§ **Work order**: Where the line containing "The function MUST provide one point per instance of the crowd" appears below, start there and repeat each line exactly to the end. Leave the pictures out.
━━━━━ Input for this task
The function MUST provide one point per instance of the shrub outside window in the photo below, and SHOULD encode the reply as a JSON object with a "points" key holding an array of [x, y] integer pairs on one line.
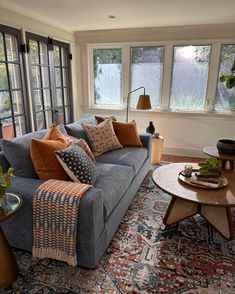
{"points": [[225, 98], [146, 71], [107, 71], [12, 91], [189, 77]]}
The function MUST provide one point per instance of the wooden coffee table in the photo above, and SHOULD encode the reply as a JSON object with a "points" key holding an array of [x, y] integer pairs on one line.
{"points": [[213, 204]]}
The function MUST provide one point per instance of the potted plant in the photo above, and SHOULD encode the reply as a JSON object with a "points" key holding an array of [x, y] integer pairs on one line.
{"points": [[229, 79], [211, 165], [5, 181]]}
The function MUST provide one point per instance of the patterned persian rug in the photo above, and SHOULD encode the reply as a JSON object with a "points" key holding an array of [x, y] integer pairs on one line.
{"points": [[143, 257]]}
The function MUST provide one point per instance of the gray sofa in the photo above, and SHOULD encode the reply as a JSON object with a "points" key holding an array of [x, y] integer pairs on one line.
{"points": [[119, 175]]}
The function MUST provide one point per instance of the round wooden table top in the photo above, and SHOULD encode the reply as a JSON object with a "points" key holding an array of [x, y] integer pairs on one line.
{"points": [[166, 178], [213, 151]]}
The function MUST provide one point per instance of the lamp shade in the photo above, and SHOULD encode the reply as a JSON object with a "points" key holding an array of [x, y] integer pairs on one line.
{"points": [[144, 102]]}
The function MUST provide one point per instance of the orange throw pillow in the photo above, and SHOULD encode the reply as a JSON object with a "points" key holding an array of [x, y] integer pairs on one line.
{"points": [[127, 134], [44, 160]]}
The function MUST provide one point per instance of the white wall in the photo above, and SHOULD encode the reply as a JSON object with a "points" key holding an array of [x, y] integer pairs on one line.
{"points": [[185, 133]]}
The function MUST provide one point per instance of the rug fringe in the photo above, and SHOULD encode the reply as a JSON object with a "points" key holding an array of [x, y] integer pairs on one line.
{"points": [[54, 254]]}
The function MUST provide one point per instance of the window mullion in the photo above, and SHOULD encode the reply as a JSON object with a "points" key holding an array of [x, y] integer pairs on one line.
{"points": [[125, 74], [41, 90], [52, 84], [213, 76], [9, 85], [166, 79]]}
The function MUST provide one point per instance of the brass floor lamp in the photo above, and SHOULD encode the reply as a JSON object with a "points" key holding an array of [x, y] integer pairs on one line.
{"points": [[143, 101]]}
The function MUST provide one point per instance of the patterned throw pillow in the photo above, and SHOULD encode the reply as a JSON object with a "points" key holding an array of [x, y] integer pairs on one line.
{"points": [[100, 119], [127, 134], [102, 137], [77, 164], [82, 143]]}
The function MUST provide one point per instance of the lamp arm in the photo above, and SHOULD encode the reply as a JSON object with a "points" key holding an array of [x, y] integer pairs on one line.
{"points": [[127, 101]]}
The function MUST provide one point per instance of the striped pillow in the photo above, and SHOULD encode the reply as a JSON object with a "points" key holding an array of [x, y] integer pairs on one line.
{"points": [[82, 143], [102, 137]]}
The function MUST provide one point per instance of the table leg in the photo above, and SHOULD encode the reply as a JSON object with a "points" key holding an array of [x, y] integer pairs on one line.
{"points": [[220, 218], [8, 266], [178, 210]]}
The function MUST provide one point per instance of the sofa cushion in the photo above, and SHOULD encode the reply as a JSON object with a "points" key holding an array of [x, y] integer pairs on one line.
{"points": [[17, 154], [114, 180], [101, 137], [129, 156], [81, 143], [127, 134], [42, 153], [76, 130], [77, 164]]}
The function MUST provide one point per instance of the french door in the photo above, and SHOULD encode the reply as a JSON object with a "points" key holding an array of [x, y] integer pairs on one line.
{"points": [[50, 79]]}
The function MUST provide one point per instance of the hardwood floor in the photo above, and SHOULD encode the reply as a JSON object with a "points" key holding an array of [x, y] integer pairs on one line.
{"points": [[178, 158]]}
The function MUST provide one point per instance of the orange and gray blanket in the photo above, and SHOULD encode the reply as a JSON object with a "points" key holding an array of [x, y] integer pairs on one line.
{"points": [[55, 215]]}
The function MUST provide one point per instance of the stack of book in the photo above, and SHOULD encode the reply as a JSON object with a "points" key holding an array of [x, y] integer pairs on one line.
{"points": [[206, 179]]}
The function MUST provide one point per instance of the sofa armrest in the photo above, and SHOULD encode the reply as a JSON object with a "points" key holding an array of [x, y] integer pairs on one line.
{"points": [[146, 140]]}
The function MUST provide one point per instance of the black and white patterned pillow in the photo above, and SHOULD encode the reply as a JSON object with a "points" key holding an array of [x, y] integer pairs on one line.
{"points": [[77, 164]]}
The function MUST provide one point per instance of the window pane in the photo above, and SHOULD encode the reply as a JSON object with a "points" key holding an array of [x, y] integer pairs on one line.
{"points": [[43, 53], [107, 76], [65, 77], [5, 104], [40, 121], [47, 98], [12, 49], [225, 98], [189, 78], [17, 99], [36, 76], [64, 57], [37, 94], [61, 116], [2, 54], [3, 77], [67, 114], [66, 96], [20, 125], [146, 71], [57, 77], [59, 97], [34, 51], [56, 56], [7, 128], [45, 76], [14, 74], [48, 118]]}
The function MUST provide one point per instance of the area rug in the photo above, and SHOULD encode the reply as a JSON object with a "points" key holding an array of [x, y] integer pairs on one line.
{"points": [[143, 257]]}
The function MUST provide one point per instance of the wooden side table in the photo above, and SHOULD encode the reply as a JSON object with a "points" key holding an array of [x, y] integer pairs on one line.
{"points": [[157, 147], [213, 204], [8, 265]]}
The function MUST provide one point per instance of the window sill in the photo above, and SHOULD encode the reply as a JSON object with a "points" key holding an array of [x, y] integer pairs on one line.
{"points": [[157, 112]]}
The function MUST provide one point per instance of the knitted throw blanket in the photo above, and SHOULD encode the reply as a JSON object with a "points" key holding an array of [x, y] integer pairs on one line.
{"points": [[55, 215]]}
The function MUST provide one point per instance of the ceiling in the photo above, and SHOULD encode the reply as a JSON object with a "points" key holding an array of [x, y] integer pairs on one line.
{"points": [[82, 15]]}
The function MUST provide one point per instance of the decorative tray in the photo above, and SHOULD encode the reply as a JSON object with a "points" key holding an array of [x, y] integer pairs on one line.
{"points": [[186, 179]]}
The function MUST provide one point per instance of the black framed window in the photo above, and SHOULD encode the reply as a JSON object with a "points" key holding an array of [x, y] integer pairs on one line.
{"points": [[14, 120], [49, 67]]}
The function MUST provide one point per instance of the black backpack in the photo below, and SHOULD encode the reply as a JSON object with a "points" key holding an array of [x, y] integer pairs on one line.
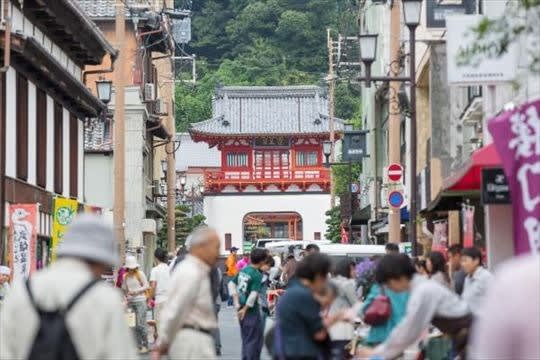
{"points": [[53, 341]]}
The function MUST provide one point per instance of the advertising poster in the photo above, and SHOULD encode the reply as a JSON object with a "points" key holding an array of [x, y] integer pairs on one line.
{"points": [[23, 225], [516, 135], [64, 212]]}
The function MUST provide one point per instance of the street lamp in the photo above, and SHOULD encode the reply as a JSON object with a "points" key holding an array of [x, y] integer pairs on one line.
{"points": [[368, 43], [104, 90], [411, 12]]}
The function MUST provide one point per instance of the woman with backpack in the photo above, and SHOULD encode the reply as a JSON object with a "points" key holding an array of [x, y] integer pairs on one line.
{"points": [[342, 332], [136, 289]]}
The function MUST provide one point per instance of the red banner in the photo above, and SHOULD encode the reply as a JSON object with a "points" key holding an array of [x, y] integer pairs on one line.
{"points": [[23, 226]]}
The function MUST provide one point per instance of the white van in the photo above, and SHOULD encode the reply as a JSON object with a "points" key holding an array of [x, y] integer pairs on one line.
{"points": [[282, 247]]}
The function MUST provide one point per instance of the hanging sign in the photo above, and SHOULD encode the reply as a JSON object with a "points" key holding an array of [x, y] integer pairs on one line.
{"points": [[64, 212], [516, 135], [395, 199], [395, 172], [495, 188], [23, 225]]}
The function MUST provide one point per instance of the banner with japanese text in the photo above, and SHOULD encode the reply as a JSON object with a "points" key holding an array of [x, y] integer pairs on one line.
{"points": [[23, 228], [516, 135], [64, 212]]}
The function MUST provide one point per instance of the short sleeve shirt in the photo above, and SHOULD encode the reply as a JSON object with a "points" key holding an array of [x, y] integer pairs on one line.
{"points": [[248, 280], [161, 275], [300, 315]]}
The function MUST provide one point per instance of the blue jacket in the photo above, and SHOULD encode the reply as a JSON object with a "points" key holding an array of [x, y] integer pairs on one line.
{"points": [[380, 333]]}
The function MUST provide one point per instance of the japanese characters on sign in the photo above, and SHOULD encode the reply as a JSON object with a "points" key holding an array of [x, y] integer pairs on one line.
{"points": [[64, 212], [517, 137], [23, 223]]}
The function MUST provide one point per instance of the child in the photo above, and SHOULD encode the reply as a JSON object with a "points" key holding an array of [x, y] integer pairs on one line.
{"points": [[245, 288]]}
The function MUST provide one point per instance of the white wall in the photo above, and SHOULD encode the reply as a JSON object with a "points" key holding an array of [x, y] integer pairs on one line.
{"points": [[50, 144], [31, 133], [98, 180], [226, 213], [65, 152]]}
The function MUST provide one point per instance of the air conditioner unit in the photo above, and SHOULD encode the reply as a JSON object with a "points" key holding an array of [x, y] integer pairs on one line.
{"points": [[149, 92], [161, 107]]}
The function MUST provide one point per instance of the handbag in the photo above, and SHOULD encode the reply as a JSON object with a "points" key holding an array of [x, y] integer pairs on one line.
{"points": [[379, 311]]}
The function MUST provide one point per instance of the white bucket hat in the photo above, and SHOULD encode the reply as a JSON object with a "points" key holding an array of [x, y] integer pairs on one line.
{"points": [[131, 262], [90, 237]]}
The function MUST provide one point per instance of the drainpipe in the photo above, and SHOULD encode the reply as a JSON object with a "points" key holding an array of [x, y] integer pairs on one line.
{"points": [[7, 37], [3, 70], [113, 58]]}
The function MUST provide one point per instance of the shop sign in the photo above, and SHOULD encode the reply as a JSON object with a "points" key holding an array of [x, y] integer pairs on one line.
{"points": [[495, 189], [461, 42], [354, 146], [516, 135], [23, 227], [437, 11], [64, 212]]}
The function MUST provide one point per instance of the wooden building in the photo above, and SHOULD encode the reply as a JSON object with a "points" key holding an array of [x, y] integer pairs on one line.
{"points": [[43, 103]]}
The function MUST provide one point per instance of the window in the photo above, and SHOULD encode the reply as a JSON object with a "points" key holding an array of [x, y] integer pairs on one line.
{"points": [[73, 156], [228, 241], [22, 127], [41, 138], [58, 148], [237, 159], [307, 158]]}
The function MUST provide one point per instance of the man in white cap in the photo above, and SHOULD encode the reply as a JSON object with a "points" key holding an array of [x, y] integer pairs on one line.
{"points": [[93, 313], [188, 319], [5, 273]]}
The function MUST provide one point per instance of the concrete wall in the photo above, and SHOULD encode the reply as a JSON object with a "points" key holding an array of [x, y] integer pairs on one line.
{"points": [[217, 210], [99, 172]]}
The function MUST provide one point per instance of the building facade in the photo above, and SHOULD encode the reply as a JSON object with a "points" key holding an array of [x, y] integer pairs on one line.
{"points": [[272, 166], [43, 104], [148, 117]]}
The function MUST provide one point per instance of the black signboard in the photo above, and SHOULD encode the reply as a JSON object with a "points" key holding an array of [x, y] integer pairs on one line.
{"points": [[495, 189], [437, 11], [354, 146]]}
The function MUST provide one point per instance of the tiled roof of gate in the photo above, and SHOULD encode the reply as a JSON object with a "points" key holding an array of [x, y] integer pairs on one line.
{"points": [[193, 154], [106, 8], [268, 110]]}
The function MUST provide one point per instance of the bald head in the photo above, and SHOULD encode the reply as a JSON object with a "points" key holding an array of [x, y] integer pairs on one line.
{"points": [[204, 243]]}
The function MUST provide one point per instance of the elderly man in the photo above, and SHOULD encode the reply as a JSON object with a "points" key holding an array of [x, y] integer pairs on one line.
{"points": [[188, 318], [71, 288]]}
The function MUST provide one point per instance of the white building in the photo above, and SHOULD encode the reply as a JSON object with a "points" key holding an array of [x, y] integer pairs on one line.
{"points": [[271, 181]]}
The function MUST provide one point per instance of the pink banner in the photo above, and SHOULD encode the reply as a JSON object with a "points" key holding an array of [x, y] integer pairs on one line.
{"points": [[517, 137], [440, 236], [467, 213], [23, 223]]}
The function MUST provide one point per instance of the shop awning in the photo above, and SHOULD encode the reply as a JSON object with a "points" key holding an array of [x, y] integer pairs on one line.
{"points": [[469, 177], [466, 182]]}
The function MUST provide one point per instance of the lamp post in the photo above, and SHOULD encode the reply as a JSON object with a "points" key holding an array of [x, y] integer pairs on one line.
{"points": [[368, 48], [327, 151]]}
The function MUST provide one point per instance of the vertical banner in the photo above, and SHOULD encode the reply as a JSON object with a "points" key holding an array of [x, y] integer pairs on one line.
{"points": [[467, 215], [64, 212], [23, 224], [440, 236], [516, 135]]}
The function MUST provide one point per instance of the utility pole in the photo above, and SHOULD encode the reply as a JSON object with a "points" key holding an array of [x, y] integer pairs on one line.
{"points": [[331, 89], [119, 133], [394, 119]]}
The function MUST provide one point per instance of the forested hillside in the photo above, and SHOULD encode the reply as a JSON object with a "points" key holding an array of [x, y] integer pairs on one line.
{"points": [[262, 42]]}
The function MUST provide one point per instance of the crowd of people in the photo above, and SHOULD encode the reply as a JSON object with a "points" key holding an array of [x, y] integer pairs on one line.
{"points": [[66, 311]]}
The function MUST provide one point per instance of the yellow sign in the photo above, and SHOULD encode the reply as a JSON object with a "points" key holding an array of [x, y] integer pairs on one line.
{"points": [[64, 212]]}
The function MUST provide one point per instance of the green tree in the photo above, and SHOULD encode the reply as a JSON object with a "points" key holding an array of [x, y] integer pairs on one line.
{"points": [[333, 222]]}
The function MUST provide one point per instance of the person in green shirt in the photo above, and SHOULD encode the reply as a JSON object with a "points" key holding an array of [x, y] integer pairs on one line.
{"points": [[245, 288]]}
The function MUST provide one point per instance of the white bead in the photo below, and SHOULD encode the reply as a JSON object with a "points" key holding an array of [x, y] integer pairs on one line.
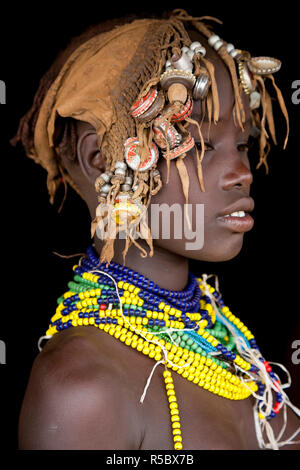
━━━━━━━━━━
§ **Your response**:
The function MUST provide one point per instance of the crowd of people in the photo above, and SHOULD encode the reply as a JSON object with a "points" key holding an array of [x, y] integer pairs on one line.
{"points": [[66, 311]]}
The function MUST provide one point per instance of the yellow sign in the photo above, and SHOULD encode the reply as a JSON object with a "points" key holding an array of [x, y] integer pairs on one line.
{"points": [[64, 212]]}
The function MUST provide one point per instance of the green tree in the photo above, and SHOULD encode the reply as a JSON object with a "points" key holding an array of [x, y] integer pairs on one line.
{"points": [[333, 222]]}
The function MUST provide one point per instance of the person in green shirt in the photo above, and SHOULD encode the reply as a JSON object with a "points" key holding an array of [x, y] integer pairs on one line.
{"points": [[245, 288]]}
The function MUST provide one point per instance of the white bead in the photo below, and SHOULD encode the reply as a JSON object with a "points" key holding an array of [x, y] integer pairs on one line.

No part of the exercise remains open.